──────── Input for this task ────────

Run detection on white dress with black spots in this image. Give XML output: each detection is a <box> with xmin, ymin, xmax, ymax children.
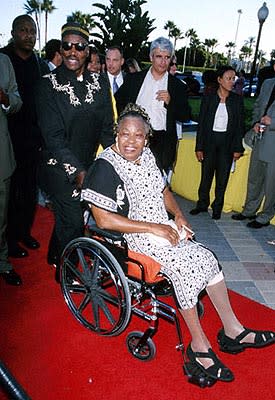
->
<box><xmin>82</xmin><ymin>147</ymin><xmax>220</xmax><ymax>309</ymax></box>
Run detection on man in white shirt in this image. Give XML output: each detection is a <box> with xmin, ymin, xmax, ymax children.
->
<box><xmin>115</xmin><ymin>37</ymin><xmax>190</xmax><ymax>172</ymax></box>
<box><xmin>106</xmin><ymin>46</ymin><xmax>124</xmax><ymax>94</ymax></box>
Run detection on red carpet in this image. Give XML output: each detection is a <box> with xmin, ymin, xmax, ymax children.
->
<box><xmin>1</xmin><ymin>206</ymin><xmax>275</xmax><ymax>400</ymax></box>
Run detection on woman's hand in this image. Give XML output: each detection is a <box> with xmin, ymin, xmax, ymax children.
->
<box><xmin>175</xmin><ymin>215</ymin><xmax>194</xmax><ymax>241</ymax></box>
<box><xmin>196</xmin><ymin>151</ymin><xmax>204</xmax><ymax>162</ymax></box>
<box><xmin>150</xmin><ymin>223</ymin><xmax>180</xmax><ymax>246</ymax></box>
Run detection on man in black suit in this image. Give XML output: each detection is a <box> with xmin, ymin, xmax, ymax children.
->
<box><xmin>0</xmin><ymin>54</ymin><xmax>22</xmax><ymax>285</ymax></box>
<box><xmin>115</xmin><ymin>37</ymin><xmax>190</xmax><ymax>172</ymax></box>
<box><xmin>105</xmin><ymin>45</ymin><xmax>124</xmax><ymax>95</ymax></box>
<box><xmin>35</xmin><ymin>22</ymin><xmax>114</xmax><ymax>281</ymax></box>
<box><xmin>0</xmin><ymin>14</ymin><xmax>48</xmax><ymax>258</ymax></box>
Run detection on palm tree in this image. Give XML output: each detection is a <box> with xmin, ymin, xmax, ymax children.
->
<box><xmin>203</xmin><ymin>38</ymin><xmax>218</xmax><ymax>67</ymax></box>
<box><xmin>245</xmin><ymin>37</ymin><xmax>256</xmax><ymax>50</ymax></box>
<box><xmin>24</xmin><ymin>0</ymin><xmax>41</xmax><ymax>52</ymax></box>
<box><xmin>189</xmin><ymin>33</ymin><xmax>201</xmax><ymax>66</ymax></box>
<box><xmin>244</xmin><ymin>36</ymin><xmax>255</xmax><ymax>69</ymax></box>
<box><xmin>256</xmin><ymin>50</ymin><xmax>266</xmax><ymax>73</ymax></box>
<box><xmin>170</xmin><ymin>26</ymin><xmax>184</xmax><ymax>50</ymax></box>
<box><xmin>225</xmin><ymin>41</ymin><xmax>235</xmax><ymax>63</ymax></box>
<box><xmin>24</xmin><ymin>0</ymin><xmax>40</xmax><ymax>28</ymax></box>
<box><xmin>164</xmin><ymin>20</ymin><xmax>176</xmax><ymax>39</ymax></box>
<box><xmin>209</xmin><ymin>38</ymin><xmax>218</xmax><ymax>66</ymax></box>
<box><xmin>24</xmin><ymin>0</ymin><xmax>57</xmax><ymax>50</ymax></box>
<box><xmin>67</xmin><ymin>10</ymin><xmax>95</xmax><ymax>39</ymax></box>
<box><xmin>92</xmin><ymin>1</ymin><xmax>155</xmax><ymax>59</ymax></box>
<box><xmin>42</xmin><ymin>0</ymin><xmax>56</xmax><ymax>44</ymax></box>
<box><xmin>239</xmin><ymin>45</ymin><xmax>253</xmax><ymax>72</ymax></box>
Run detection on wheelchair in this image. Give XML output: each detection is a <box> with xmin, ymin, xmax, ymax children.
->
<box><xmin>59</xmin><ymin>225</ymin><xmax>216</xmax><ymax>388</ymax></box>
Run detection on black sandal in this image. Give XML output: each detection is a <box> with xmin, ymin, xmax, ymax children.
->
<box><xmin>218</xmin><ymin>327</ymin><xmax>275</xmax><ymax>354</ymax></box>
<box><xmin>186</xmin><ymin>344</ymin><xmax>234</xmax><ymax>382</ymax></box>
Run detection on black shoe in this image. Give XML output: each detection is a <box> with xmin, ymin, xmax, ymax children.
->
<box><xmin>218</xmin><ymin>327</ymin><xmax>275</xmax><ymax>354</ymax></box>
<box><xmin>21</xmin><ymin>235</ymin><xmax>40</xmax><ymax>249</ymax></box>
<box><xmin>232</xmin><ymin>213</ymin><xmax>256</xmax><ymax>221</ymax></box>
<box><xmin>47</xmin><ymin>254</ymin><xmax>58</xmax><ymax>267</ymax></box>
<box><xmin>247</xmin><ymin>220</ymin><xmax>270</xmax><ymax>229</ymax></box>
<box><xmin>8</xmin><ymin>243</ymin><xmax>29</xmax><ymax>258</ymax></box>
<box><xmin>0</xmin><ymin>270</ymin><xmax>22</xmax><ymax>286</ymax></box>
<box><xmin>186</xmin><ymin>344</ymin><xmax>234</xmax><ymax>382</ymax></box>
<box><xmin>190</xmin><ymin>208</ymin><xmax>208</xmax><ymax>216</ymax></box>
<box><xmin>212</xmin><ymin>213</ymin><xmax>221</xmax><ymax>220</ymax></box>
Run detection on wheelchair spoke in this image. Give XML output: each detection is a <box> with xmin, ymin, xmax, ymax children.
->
<box><xmin>65</xmin><ymin>282</ymin><xmax>86</xmax><ymax>294</ymax></box>
<box><xmin>90</xmin><ymin>254</ymin><xmax>100</xmax><ymax>282</ymax></box>
<box><xmin>77</xmin><ymin>247</ymin><xmax>92</xmax><ymax>279</ymax></box>
<box><xmin>77</xmin><ymin>293</ymin><xmax>91</xmax><ymax>313</ymax></box>
<box><xmin>92</xmin><ymin>293</ymin><xmax>115</xmax><ymax>327</ymax></box>
<box><xmin>64</xmin><ymin>256</ymin><xmax>84</xmax><ymax>283</ymax></box>
<box><xmin>91</xmin><ymin>296</ymin><xmax>100</xmax><ymax>329</ymax></box>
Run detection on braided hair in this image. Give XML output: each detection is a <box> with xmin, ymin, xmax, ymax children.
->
<box><xmin>114</xmin><ymin>103</ymin><xmax>153</xmax><ymax>139</ymax></box>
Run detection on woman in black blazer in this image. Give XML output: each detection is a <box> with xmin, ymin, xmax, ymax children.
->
<box><xmin>190</xmin><ymin>66</ymin><xmax>245</xmax><ymax>219</ymax></box>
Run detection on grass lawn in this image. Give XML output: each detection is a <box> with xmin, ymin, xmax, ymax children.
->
<box><xmin>188</xmin><ymin>96</ymin><xmax>255</xmax><ymax>130</ymax></box>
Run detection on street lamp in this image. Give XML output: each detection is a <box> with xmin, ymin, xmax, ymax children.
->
<box><xmin>248</xmin><ymin>2</ymin><xmax>269</xmax><ymax>95</ymax></box>
<box><xmin>233</xmin><ymin>9</ymin><xmax>242</xmax><ymax>59</ymax></box>
<box><xmin>38</xmin><ymin>1</ymin><xmax>42</xmax><ymax>56</ymax></box>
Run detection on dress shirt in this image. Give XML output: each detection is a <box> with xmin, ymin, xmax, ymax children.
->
<box><xmin>136</xmin><ymin>68</ymin><xmax>168</xmax><ymax>131</ymax></box>
<box><xmin>107</xmin><ymin>71</ymin><xmax>124</xmax><ymax>94</ymax></box>
<box><xmin>213</xmin><ymin>103</ymin><xmax>228</xmax><ymax>132</ymax></box>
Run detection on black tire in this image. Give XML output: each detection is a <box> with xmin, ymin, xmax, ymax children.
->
<box><xmin>60</xmin><ymin>237</ymin><xmax>131</xmax><ymax>336</ymax></box>
<box><xmin>126</xmin><ymin>331</ymin><xmax>156</xmax><ymax>361</ymax></box>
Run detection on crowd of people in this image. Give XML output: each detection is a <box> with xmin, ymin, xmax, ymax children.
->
<box><xmin>0</xmin><ymin>13</ymin><xmax>275</xmax><ymax>385</ymax></box>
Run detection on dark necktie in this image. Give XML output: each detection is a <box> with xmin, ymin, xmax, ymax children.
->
<box><xmin>113</xmin><ymin>76</ymin><xmax>119</xmax><ymax>94</ymax></box>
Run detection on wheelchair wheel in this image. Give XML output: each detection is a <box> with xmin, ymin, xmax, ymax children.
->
<box><xmin>126</xmin><ymin>331</ymin><xmax>156</xmax><ymax>361</ymax></box>
<box><xmin>60</xmin><ymin>237</ymin><xmax>131</xmax><ymax>336</ymax></box>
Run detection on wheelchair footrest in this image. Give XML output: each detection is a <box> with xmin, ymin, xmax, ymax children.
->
<box><xmin>183</xmin><ymin>361</ymin><xmax>217</xmax><ymax>388</ymax></box>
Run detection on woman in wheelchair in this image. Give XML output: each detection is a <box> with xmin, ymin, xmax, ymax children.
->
<box><xmin>81</xmin><ymin>103</ymin><xmax>275</xmax><ymax>384</ymax></box>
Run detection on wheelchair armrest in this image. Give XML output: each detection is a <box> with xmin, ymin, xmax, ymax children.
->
<box><xmin>89</xmin><ymin>224</ymin><xmax>124</xmax><ymax>242</ymax></box>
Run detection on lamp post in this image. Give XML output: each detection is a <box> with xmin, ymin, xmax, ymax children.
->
<box><xmin>38</xmin><ymin>1</ymin><xmax>42</xmax><ymax>56</ymax></box>
<box><xmin>248</xmin><ymin>2</ymin><xmax>269</xmax><ymax>96</ymax></box>
<box><xmin>233</xmin><ymin>9</ymin><xmax>242</xmax><ymax>59</ymax></box>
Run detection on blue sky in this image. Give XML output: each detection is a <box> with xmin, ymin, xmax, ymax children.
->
<box><xmin>1</xmin><ymin>0</ymin><xmax>274</xmax><ymax>58</ymax></box>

────────

» Requirement
With no other words, report how many lines in the entries hold the string "dress".

» Answer for this exercise
2